* Begin Input rows *
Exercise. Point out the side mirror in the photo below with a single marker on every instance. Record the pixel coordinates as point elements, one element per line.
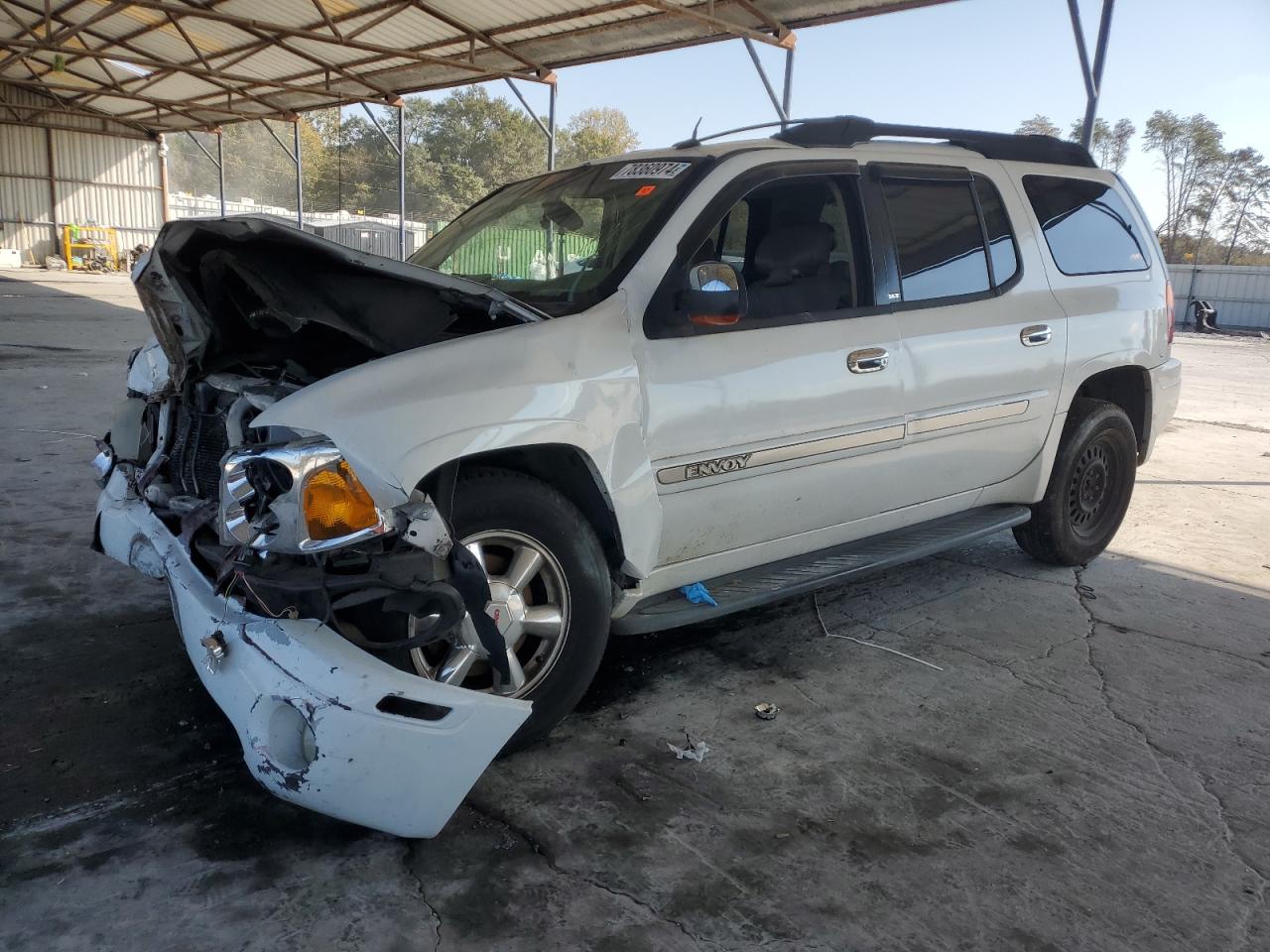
<point>715,296</point>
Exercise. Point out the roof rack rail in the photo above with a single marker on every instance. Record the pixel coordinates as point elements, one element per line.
<point>849,130</point>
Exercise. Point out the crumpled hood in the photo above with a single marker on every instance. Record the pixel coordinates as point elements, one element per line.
<point>250,291</point>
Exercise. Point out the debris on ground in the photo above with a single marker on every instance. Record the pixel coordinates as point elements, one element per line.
<point>828,634</point>
<point>695,751</point>
<point>698,594</point>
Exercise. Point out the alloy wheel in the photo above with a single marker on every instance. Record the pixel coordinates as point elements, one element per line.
<point>530,607</point>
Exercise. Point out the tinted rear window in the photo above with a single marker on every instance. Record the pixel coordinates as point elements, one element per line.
<point>996,222</point>
<point>1086,225</point>
<point>939,241</point>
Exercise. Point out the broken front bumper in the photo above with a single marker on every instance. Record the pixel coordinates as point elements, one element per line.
<point>322,724</point>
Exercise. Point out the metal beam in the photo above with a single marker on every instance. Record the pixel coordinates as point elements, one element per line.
<point>282,31</point>
<point>399,148</point>
<point>382,131</point>
<point>549,126</point>
<point>217,160</point>
<point>788,93</point>
<point>529,108</point>
<point>762,73</point>
<point>781,37</point>
<point>1092,76</point>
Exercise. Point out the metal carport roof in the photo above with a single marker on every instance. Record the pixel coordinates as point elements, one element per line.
<point>169,64</point>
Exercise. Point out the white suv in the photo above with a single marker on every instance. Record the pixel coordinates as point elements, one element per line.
<point>402,506</point>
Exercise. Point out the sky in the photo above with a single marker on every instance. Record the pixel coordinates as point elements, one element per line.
<point>978,63</point>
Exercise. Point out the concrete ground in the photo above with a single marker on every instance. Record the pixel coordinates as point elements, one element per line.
<point>1086,769</point>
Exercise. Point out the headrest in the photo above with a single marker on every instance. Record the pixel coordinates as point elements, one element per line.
<point>794,250</point>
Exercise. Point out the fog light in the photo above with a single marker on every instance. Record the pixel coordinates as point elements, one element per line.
<point>336,504</point>
<point>103,463</point>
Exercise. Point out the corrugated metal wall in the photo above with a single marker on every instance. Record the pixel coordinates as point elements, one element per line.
<point>98,177</point>
<point>1241,294</point>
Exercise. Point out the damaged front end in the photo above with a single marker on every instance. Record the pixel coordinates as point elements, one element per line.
<point>303,580</point>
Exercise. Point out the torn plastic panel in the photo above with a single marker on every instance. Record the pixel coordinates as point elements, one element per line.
<point>223,294</point>
<point>322,724</point>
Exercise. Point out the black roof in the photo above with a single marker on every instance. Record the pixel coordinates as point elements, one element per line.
<point>849,130</point>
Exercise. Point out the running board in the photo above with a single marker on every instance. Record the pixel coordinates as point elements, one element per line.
<point>793,576</point>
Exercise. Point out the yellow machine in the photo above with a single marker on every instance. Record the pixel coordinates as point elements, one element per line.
<point>95,246</point>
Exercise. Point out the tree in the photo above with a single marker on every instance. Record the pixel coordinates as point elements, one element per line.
<point>1247,198</point>
<point>1038,126</point>
<point>1213,190</point>
<point>594,134</point>
<point>1109,144</point>
<point>1191,151</point>
<point>457,150</point>
<point>1121,134</point>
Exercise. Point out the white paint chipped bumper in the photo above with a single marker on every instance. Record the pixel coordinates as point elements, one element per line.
<point>1166,388</point>
<point>307,703</point>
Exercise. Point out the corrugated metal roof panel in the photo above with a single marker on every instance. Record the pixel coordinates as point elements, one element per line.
<point>452,41</point>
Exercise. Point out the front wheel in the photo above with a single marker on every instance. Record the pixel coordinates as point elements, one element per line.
<point>552,599</point>
<point>1088,490</point>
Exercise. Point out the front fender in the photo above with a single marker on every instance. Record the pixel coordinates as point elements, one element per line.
<point>568,381</point>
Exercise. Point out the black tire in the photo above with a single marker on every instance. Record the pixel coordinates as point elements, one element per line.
<point>500,500</point>
<point>1088,489</point>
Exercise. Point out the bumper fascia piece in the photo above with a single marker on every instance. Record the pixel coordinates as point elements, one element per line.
<point>307,703</point>
<point>1166,388</point>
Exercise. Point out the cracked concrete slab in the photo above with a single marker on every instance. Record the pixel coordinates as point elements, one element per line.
<point>1086,772</point>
* End Input rows *
▶ Do this
Please render all of the material above as a Markdown table with two columns, Row and Line: each non-blank line gets its own numbered row, and the pictures are left out.

▶ Answer for the task
| Row | Line |
|---|---|
| 1 | Exercise. Point out the side mirror in the photo below with a single marker on every instance. Record the pixel coordinates as point elements, one element per line. |
| 2 | <point>715,296</point> |
| 3 | Exercise. Point out the roof rack rail in the photo above with a single marker on every instance. Record the pixel coordinates as point elements, one element per line. |
| 4 | <point>849,130</point> |
| 5 | Exercise. Point out the crumpled hood in the photo above with a single marker on every instance. Record the pixel coordinates as point elements, one element per line. |
| 6 | <point>250,291</point> |
| 7 | Exercise. Point out the debris on ground in the photo above with a single marker on every instance. Record the pixel coordinates as point elements, one element per line. |
| 8 | <point>828,634</point> |
| 9 | <point>695,751</point> |
| 10 | <point>698,594</point> |
| 11 | Exercise. Point out the alloy wheel in the photo above with a single marker on every instance. Record the pixel coordinates as point elements, one element per line. |
| 12 | <point>530,607</point> |
| 13 | Exercise. Point out the tinted rear window in the photo above with a single marker on every instance. Record the pixel coordinates as point elements, one element per line. |
| 14 | <point>996,222</point> |
| 15 | <point>1086,225</point> |
| 16 | <point>939,241</point> |
| 17 | Exercise. Point out the broken front bumper in the photo above with a single marker on every instance. Record the pixel coordinates as point elements, one element per line. |
| 18 | <point>322,724</point> |
| 19 | Exercise. Point out the metal beam in the photo above with a single marker on every instance. Record the pixel coordinates as point elements, one element per line. |
| 20 | <point>282,31</point> |
| 21 | <point>399,148</point> |
| 22 | <point>382,131</point> |
| 23 | <point>549,126</point> |
| 24 | <point>217,160</point> |
| 25 | <point>788,93</point> |
| 26 | <point>529,108</point> |
| 27 | <point>762,73</point> |
| 28 | <point>781,37</point> |
| 29 | <point>1092,76</point> |
| 30 | Exercise. Point out the metal carport roof in the photo above with a single marker on every instance. Record the pixel coordinates as point elements, one element per line. |
| 31 | <point>169,64</point> |
| 32 | Exercise. Point out the white suv in the photo above with a single marker on every instance. Record the pixel coordinates as point elements, one element per line. |
| 33 | <point>402,506</point> |
| 34 | Exercise. Point out the sky in the photo above with a single marker on every instance. Record the pixel coordinates as point elements, one element per line. |
| 35 | <point>978,63</point> |
| 36 | Exercise. Point out the concrete ground in the photo above with a single marker on every instance. Record the pixel coordinates as point elements, one element per line. |
| 37 | <point>1086,769</point> |
| 38 | Exercise. Point out the headrest in the photo above with a single marker on every instance. Record the pixel coordinates as point elements, one element per line. |
| 39 | <point>794,250</point> |
| 40 | Exercise. Point out the fog light in the photo above with a single marker on every instance. Record the pixel coordinates as point elements, one element per line. |
| 41 | <point>336,504</point> |
| 42 | <point>103,463</point> |
| 43 | Exercise. Point out the corrugated metal wall in the photo above with a single marker on every instance. Record the pixel coordinates as point elements, one element per line. |
| 44 | <point>98,177</point> |
| 45 | <point>1241,294</point> |
| 46 | Exercise. Point out the damaged front end in the photo above with a single marker on every instance. Record the pixel coordinates as point elements, one element per line. |
| 47 | <point>303,580</point> |
| 48 | Exercise. Point out the torn plastic panel in the photo above with a single marker on every instance. Record the pixel coordinates as point elements, one element per line. |
| 49 | <point>223,294</point> |
| 50 | <point>322,724</point> |
| 51 | Exercise. Point out the black roof in the photo above with a single marker on every instance. Record the pixel coordinates as point elements, one element per line. |
| 52 | <point>849,130</point> |
| 53 | Exercise. Point out the running board in the photo above with a single marker on every instance. Record the pixel coordinates as point elements, one element per line. |
| 54 | <point>793,576</point> |
| 55 | Exercise. Point out the yellow machine in the photo above with a single marker on every instance. Record the pixel coordinates as point elements, one element per line. |
| 56 | <point>95,246</point> |
| 57 | Exercise. Point out the tree in the photo above with a single marker on every instance. Record the pixel coordinates as point elements, one element per line. |
| 58 | <point>1247,198</point> |
| 59 | <point>1038,126</point> |
| 60 | <point>1213,190</point> |
| 61 | <point>594,134</point> |
| 62 | <point>1109,144</point> |
| 63 | <point>1191,151</point> |
| 64 | <point>457,150</point> |
| 65 | <point>1121,134</point> |
| 66 | Exercise. Point out the white paint chipped bumper in the photo above with a single marker on every instance. Record the pixel coordinates as point elements, one element per line. |
| 67 | <point>1166,388</point> |
| 68 | <point>307,703</point> |
| 69 | Exercise. Point out the corrugated metal roof panel in the photo above with a single marker on every instance. Record the pixel coordinates as point elements, one element per line. |
| 70 | <point>452,41</point> |
| 71 | Exercise. Point out the front wheel in the photo above with a single marker on every instance. Record the pixel coordinates as point elements, one element per line. |
| 72 | <point>552,599</point> |
| 73 | <point>1088,490</point> |
| 74 | Exercise. Point out the front fender in the photo above with a single marker on every instance. Record the pixel coordinates as point elements, one element per line. |
| 75 | <point>568,381</point> |
| 76 | Exercise. Point out the black tire in the photo above with a single marker on every instance. Record the pixel coordinates as point elements, one element per line. |
| 77 | <point>500,500</point> |
| 78 | <point>1088,489</point> |
| 79 | Exercise. Point out the bumper fascia piece in the photo above with a single marker on every instance. Record the pixel coordinates as point elements, one element per line. |
| 80 | <point>307,703</point> |
| 81 | <point>1166,388</point> |
| 82 | Exercise. Point out the cracked concrete slab in the photo above with a single marker on every instance. Record the pixel coordinates as point elements, one element per line. |
| 83 | <point>1086,772</point> |